**TUGAS ANDA**
Menurut kutipan tentang pajak karbon, siapa subjek pajak karbon? Tolong jawab dalam satu kalimat.

**KUTIPAN DOKUMEN**
•••

Kepala Badan Kebijakan Fiskal (BKF) Kementerian Keuangan Febrio Kacaribu mengatakan pengenaan pajak karbon nantinya bisa digunakan untuk membiayai program pencegahan masalah perubahan iklim. Dengan begitu, sumber pendanaan lebih variatif.
"Penerapan ini akan menjadi salah satu peluang dalam mendorong kita menurunkan emisi gas rumah kaca dan menjadi sumber baru bagi pembiayaan pembangunan berkelanjutan," kata dia dalam webinar di Jakarta, Jumat, 11 Juni 2021.
Meski begitu, ia menyebut penerapan pajak karbon ini masih dalam tahap pertimbangan dan evaluasi oleh pemerintah. Terlebih pemerintah berharap upaya ini bisa mendukung pemulihan ekonomi nasional dari dampak pandemi covid-19.
Rencana pajak karbon tertuang dalam revisi kelima Undang-Undang (UU) Nomor 6 Tahun 1983 tentang Ketentuan Umum dan Tata Cara Perpajakan (KUP). Subjeknya adalah orang pribadi atau badan yang membeli barang yang mengandung karbon dan/atau melakukan aktivitas yang menghasilkan emisi karbon.

•••

**DATA TERSEDIA**
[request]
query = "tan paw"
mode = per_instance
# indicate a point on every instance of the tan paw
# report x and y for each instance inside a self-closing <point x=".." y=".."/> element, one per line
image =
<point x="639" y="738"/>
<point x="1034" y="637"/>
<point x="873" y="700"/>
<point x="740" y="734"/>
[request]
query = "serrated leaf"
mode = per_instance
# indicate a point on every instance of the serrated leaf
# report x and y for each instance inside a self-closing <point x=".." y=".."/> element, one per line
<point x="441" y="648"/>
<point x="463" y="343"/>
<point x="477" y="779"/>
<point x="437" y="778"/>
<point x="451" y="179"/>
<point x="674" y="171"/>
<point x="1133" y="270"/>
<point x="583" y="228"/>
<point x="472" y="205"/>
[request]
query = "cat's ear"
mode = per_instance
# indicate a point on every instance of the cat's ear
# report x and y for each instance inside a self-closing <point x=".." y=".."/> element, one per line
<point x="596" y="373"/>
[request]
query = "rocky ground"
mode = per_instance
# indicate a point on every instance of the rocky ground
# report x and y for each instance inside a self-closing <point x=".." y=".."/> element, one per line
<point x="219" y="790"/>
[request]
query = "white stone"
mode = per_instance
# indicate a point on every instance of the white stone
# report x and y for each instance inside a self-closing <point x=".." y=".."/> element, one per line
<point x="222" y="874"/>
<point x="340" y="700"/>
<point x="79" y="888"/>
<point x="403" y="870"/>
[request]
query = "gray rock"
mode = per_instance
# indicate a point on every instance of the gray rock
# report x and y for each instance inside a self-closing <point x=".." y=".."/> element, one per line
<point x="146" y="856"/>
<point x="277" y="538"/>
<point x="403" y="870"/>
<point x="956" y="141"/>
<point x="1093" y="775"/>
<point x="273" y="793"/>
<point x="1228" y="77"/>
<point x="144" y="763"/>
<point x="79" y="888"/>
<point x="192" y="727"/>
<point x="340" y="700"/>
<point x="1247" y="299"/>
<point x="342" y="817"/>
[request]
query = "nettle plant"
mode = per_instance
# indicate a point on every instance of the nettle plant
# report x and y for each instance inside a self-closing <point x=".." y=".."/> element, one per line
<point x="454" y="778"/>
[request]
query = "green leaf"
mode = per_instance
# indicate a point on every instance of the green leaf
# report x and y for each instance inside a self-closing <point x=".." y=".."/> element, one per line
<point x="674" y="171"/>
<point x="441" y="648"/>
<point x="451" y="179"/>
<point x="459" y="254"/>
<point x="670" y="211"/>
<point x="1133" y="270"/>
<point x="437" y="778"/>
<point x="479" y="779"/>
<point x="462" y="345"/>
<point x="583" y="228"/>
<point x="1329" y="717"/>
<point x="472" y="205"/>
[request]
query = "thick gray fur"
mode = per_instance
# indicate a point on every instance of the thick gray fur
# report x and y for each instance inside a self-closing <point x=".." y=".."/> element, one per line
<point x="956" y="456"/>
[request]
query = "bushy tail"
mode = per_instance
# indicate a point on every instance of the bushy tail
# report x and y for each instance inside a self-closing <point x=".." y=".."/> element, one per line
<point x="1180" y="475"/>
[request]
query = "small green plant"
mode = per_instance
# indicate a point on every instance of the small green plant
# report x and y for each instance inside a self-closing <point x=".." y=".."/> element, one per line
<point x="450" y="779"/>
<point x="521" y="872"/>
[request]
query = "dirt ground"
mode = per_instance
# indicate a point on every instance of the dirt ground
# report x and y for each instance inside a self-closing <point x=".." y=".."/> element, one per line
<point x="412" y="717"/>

•••

**KOLOM JAWABAN**
Subjeknya adalah orang pribadi atau badan yang membeli barang yang mengandung karbon dan/atau melakukan aktivitas yang menghasilkan emisi karbon.